====== QUOTED PASSAGE
Education is a critical aspect in preparing young women for the challenges of the world. This was particularly clear to me when I attended the Women in Public Service Colloquium hosted by Secretary of State Hillary Clinton last December in Washington, DC. The participants included former Secretary of State Madeline Albright; Christine Legarde, managing director of the International Monetary Fund; Atifete Jahjaga, the president of Kosovo; Laura Chinchilla, the president of Costa Rica and Florence Chenoweth, Minister of Agriculture in Liberia, among numerous other female ambassadors, foreign ministers, U.S. government officials, U.S. women admirals and, yes, presidents of women's colleges.
The agenda was simple: to inspire and encourage women to take on leadership roles in their communities. From every corner the message was the same: women can, and should, make significant contributions to the well-being of their countries. Women from around the world shared their strategies for success and made clear that we need to give girls the tools that will build their confidence. The mission of my Connecticut-based university has always been exactly this goal, but in listening to the stories of one impressive leader after another, I realized that our aims must become broader in scope and our ambitions grander.
============
====== DATA EXCERPTS
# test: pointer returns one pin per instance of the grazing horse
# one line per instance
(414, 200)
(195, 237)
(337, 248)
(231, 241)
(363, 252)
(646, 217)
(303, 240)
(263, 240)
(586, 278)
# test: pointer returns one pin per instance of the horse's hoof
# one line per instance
============
### BRIEF A
List every participant the passage about education and women's leadership names individually as attending the colloquium, with the role it gives each.
### BRIEF B
According to the passage about education and women's leadership, who hosted the Women in Public Service Colloquium?
### BRIEF C
Transcribe the passage about education and women's leadership from "The agenda was" to "our ambitions grander.".
Rely only on the passage about education and women's leadership.

### EXERCISE OUTPUT A
- Madeline Albright, former Secretary of State
- Christine Legarde, managing director of the International Monetary Fund
- Atifete Jahjaga, president of Kosovo
- Laura Chinchilla, president of Costa Rica
- Florence Chenoweth, Minister of Agriculture in Liberia

### EXERCISE OUTPUT B
Secretary of State Hillary Clinton.

### EXERCISE OUTPUT C
The agenda was simple: to inspire and encourage women to take on leadership roles in their communities. From every corner the message was the same: women can, and should, make significant contributions to the well-being of their countries. Women from around the world shared their strategies for success and made clear that we need to give girls the tools that will build their confidence. The mission of my Connecticut-based university has always been exactly this goal, but in listening to the stories of one impressive leader after another, I realized that our aims must become broader in scope and our ambitions grander.